▶ TO BE DONE
Each record is to be transcribed exactly.

************

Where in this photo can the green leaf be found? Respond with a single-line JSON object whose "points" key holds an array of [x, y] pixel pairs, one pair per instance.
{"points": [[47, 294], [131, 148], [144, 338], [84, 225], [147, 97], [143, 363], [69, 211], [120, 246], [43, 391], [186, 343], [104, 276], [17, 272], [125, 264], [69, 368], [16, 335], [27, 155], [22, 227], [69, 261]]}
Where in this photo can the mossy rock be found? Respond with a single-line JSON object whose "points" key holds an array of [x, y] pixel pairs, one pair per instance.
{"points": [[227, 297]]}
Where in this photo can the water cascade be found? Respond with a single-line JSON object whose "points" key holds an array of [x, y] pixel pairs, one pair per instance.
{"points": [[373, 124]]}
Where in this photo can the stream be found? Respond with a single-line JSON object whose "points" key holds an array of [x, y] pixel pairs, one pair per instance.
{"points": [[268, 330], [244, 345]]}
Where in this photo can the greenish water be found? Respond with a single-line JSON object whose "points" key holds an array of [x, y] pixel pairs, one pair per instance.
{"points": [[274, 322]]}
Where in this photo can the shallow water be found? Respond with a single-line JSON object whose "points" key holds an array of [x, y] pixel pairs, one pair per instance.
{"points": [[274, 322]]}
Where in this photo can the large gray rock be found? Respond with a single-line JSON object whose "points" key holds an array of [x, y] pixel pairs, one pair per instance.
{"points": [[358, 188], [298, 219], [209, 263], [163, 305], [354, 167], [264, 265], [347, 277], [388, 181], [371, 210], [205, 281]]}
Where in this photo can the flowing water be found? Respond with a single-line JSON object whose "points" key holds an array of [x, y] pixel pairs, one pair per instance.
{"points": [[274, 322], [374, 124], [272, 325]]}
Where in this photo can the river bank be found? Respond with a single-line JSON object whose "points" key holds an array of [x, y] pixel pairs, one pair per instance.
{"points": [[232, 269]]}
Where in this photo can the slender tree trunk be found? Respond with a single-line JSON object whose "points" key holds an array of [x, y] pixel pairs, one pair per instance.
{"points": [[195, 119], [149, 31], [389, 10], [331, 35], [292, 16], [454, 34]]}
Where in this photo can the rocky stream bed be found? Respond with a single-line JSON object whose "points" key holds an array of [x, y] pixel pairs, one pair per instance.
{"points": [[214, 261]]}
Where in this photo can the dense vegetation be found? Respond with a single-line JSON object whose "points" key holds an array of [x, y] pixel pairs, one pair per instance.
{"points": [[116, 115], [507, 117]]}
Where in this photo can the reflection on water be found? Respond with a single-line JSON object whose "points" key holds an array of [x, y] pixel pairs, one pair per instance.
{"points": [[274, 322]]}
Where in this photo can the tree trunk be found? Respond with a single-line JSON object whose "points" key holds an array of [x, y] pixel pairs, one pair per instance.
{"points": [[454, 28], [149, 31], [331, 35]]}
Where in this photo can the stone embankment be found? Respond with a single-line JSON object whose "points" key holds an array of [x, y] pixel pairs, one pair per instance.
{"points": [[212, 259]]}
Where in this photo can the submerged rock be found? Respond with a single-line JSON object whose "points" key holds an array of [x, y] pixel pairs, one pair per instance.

************

▶ EXPECTED OUTPUT
Where in this photo can the green leaf be found? Respond with a single-line JSON object whose "points" key holds an array of [x, y] pixel pairs, one pair per instance.
{"points": [[47, 294], [131, 148], [144, 338], [84, 225], [147, 97], [143, 363], [69, 211], [120, 246], [43, 391], [186, 343], [104, 276], [17, 272], [125, 264], [69, 368], [16, 335], [27, 155], [22, 227], [69, 261]]}
Where in this photo can the mossy rock be found? Respond with a single-line JSON object whose "points" key holds an array of [x, y] pixel pairs, one pair per instance.
{"points": [[227, 297]]}
Where in this photo can the water cascade be found? Respond with a single-line JSON object whose "points" key holds an array of [x, y] pixel pairs, one pair per instance.
{"points": [[373, 124]]}
Where in this photo can the stream be found? Respond with a single-line JSON object whose "points" key holds an array of [x, y] pixel pairs, one pair per instance.
{"points": [[268, 330], [244, 345]]}
Where in this photo can the greenish water be found? Respond with a single-line JSON object whose "points" key holds an array of [x, y] pixel pairs, one pair per instance.
{"points": [[274, 322]]}
Where in this photo can the shallow water be found? Respond with a single-line JSON object whose "points" key holds an array of [x, y] pixel pairs, one pair per instance.
{"points": [[274, 322]]}
Where in this photo can the large gray rock be found? Respond with a single-line JSON object whose "points" key holds an array of [x, y] pixel pairs, one pair per instance.
{"points": [[358, 188], [298, 219], [209, 263], [163, 305], [354, 167], [264, 265], [347, 277], [388, 181], [371, 210], [205, 281]]}
Where in this photo can the flowing water be found? Respond with a single-line JSON object whose "points" key holds an array of [x, y] pixel pairs, one pair per instance.
{"points": [[274, 322], [374, 124], [272, 325]]}
Where in this photo can the river bank be found? Respond with a single-line JSON object whose "points" key holds an array of [x, y] pixel pairs, one pair per instance.
{"points": [[232, 269]]}
Where in this photo can the slender tree trunk be found? Respond with a single-line JSON object whose "points" key holds an array of [x, y] pixel pairs, one pair per instance.
{"points": [[195, 119], [149, 31], [389, 10], [331, 35], [292, 16], [454, 34]]}
Where in this photo can the rocky stream bed be found? Respond with a single-line JSON object whose "points" key holds an array of [x, y] pixel pairs, one pair per instance.
{"points": [[214, 261]]}
Where in this photo can the dense vegetation be found? Respond with a single-line JSON object whose "points" key holds an array of [x, y] pixel pairs, one pair per instance.
{"points": [[116, 115], [507, 117]]}
Where in this photo can the reflection on water be found? Respond with a single-line JSON object whose "points" key holds an array of [x, y] pixel pairs, one pair per instance.
{"points": [[274, 322]]}
Where in this photo can the tree trunk be found? Respond with a single-line JSON object whose "points" key holds an array of [x, y] pixel pairs, one pair per instance.
{"points": [[454, 28], [149, 31], [331, 35]]}
Where in this photo can the stone embankment be found? Respond with a single-line JSON object whose "points" key holds an array of [x, y] pixel pairs, one pair per instance.
{"points": [[212, 259]]}
Where in this photo can the submerged rock be found? Respond with a single-line JSON object whose "points" key holds an array of [x, y] pixel pairs, one pair per instance.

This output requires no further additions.